** Opening Extract block **
Andrew J.R. Cochran, Michael E. Percival, Sara Thompson, Jenna B. Gillen, Martin J. MacInnis, Murray A. Potter, Mark A. Tarnopolsky and Martin J. Gibala
Sprint interval training (SIT), repeated bouts of high-intensity exercise, improves skeletal muscle oxidative capacity and exercise performance. β-alanine (β-ALA) supplementation has been shown to enhance exercise performance, which led us to hypothesize that chronic β-ALA supplementation would augment work capacity during SIT and augment training-induced adaptations in skeletal muscle and performance. Twenty-four active but untrained men (23 ± 2 yr; VO2peak = 50 ± 6 mL·kg−1·min−1) ingested 3.2 g/day of β-ALA or a placebo (PLA) for a total of 10 weeks (n = 12 per group). Following 4 weeks of baseline supplementation, participants completed a 6-week SIT intervention. Each of 3 weekly sessions consisted of 4–6 Wingate tests, i.e., 30-s bouts of maximal cycling, interspersed with 4 min of recovery. Before and after the 6-week SIT program, participants completed a 250-kJ time trial and a repeated sprint test. Biopsies (v. lateralis) revealed that skeletal muscle carnosine content increased by 33% and 52%, respectively, after 4 and 10 weeks of β-ALA supplementation, but was unchanged in PLA. Total work performed during each training session was similar across treatments. SIT increased markers of mitochondrial content, including cytochome c oxidase (40%) and β-hydroxyacyl-CoA dehydrogenase maximal activities (19%), as well as VO2peak (9%), repeated-sprint capacity (5%), and 250-kJ time trial performance (13%), but there were no differences between treatments for any measure (p < .01, main effects for time; p > .05, interaction effects). The training stimulus may have overwhelmed any potential influence of β-ALA, or the supplementation protocol was insufficient to alter the variables to a detectable extent.
Andrew E. Kilding, Claire Overton and Jonathan Gleave
To determine the effects of ingesting caffeine (CAFF) and sodium bicarbonate (SB), taken individually and simultaneously, on 3-km cycling time-trial (TT) performance.
Ten well-trained cyclists, age 24.2 ± 5.4 yr, participated in this acute-treatment, double-blind, crossover study that involved four 3-km cycling TTs performed on separate days. Before each TT, participants ingested either 3 mg/kg body mass (BM) of CAFF, 0.3 g · kg−1 · BM−1 of SB, a combination of the two (CAFF+SB), or a placebo (PLAC). They completed each 3-km TT on a laboratory-based cycle ergometer, during which physiological, perceptual, and performance measurements were determined. For statistical analysis, the minimal worthwhile difference was considered ~1% based on previous research.
Pretrial pH and HCO3 were higher in SB and CAFF+SB than in the CAFF and PLAC trials. Differences across treatments for perceived exertion and gastric discomfort were mostly unclear. Compared with PLAC, mean power output during the 3-km TT was higher in CAFF, SB, and CAFF+SB trials (2.4%, 2.6%, 2.7% respectively), resulting in faster performance times (–0.9, –1.2, –1.2% respectively). Effect sizes for all trials were small (0.21–0.24).
When ingested individually, both CAFF and SB enhance high-intensity cycling TT performance in trained cyclists. However, the ergogenic effect of these 2 popular supplements was not additive, bringing into question the efficacy of coingesting the 2 supplements before short-duration high-intensity exercise. In this study there were no negative effects of combining CAFF and SB, 2 relatively inexpensive and safe supplements.
** Closing Extract block **
** Opening Extracted records block **
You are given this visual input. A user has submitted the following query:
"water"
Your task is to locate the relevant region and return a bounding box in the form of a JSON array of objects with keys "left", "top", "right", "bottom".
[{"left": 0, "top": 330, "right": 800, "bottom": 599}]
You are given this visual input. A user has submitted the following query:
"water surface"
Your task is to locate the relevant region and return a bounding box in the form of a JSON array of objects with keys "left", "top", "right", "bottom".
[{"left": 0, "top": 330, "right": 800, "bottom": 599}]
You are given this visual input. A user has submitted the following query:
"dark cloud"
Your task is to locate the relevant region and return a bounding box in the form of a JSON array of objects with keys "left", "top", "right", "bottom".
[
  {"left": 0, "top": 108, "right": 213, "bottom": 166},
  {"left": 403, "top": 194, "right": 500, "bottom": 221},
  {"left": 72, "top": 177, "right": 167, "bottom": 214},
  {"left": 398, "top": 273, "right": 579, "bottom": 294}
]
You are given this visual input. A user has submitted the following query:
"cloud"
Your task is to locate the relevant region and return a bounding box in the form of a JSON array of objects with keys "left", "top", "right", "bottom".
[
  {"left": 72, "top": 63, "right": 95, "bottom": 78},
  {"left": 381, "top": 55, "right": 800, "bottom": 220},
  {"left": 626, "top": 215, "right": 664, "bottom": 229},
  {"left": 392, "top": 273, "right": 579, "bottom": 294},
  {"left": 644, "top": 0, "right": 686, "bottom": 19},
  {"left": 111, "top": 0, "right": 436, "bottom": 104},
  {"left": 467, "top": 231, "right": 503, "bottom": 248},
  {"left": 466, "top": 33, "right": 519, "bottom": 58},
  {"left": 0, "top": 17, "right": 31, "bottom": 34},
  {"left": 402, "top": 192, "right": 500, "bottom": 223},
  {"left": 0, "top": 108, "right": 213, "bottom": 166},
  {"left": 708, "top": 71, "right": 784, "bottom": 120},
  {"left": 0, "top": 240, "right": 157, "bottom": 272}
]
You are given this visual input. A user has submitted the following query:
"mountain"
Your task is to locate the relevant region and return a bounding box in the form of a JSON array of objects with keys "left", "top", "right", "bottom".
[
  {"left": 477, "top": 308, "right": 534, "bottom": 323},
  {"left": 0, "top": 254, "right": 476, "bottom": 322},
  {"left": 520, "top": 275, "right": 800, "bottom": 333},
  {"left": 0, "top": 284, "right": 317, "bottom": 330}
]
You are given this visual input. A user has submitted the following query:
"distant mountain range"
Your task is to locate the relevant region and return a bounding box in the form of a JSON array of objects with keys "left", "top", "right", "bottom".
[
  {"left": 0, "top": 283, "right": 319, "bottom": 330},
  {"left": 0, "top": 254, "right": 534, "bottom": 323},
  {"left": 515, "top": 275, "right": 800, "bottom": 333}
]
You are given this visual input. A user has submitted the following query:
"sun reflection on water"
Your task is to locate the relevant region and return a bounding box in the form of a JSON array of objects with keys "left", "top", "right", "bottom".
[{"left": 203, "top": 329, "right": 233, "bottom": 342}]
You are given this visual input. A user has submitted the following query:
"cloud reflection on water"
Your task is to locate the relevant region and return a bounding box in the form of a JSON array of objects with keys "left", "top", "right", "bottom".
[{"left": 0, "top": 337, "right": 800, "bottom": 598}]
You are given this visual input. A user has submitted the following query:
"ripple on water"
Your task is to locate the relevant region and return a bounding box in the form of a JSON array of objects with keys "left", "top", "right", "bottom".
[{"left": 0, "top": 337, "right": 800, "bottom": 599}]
** Closing Extracted records block **
— Directions —
Please answer these questions using the extract above:
1. How much β-alanine per day did participants in the sprint interval training study ingest?
2. How many well-trained cyclists took part in the caffeine and sodium bicarbonate study?
3. Compared with placebo, by what percentage was mean power output higher in the CAFF+SB trial?

— The completed task —
1. 3.2 g/day
2. Ten
3. 2.7%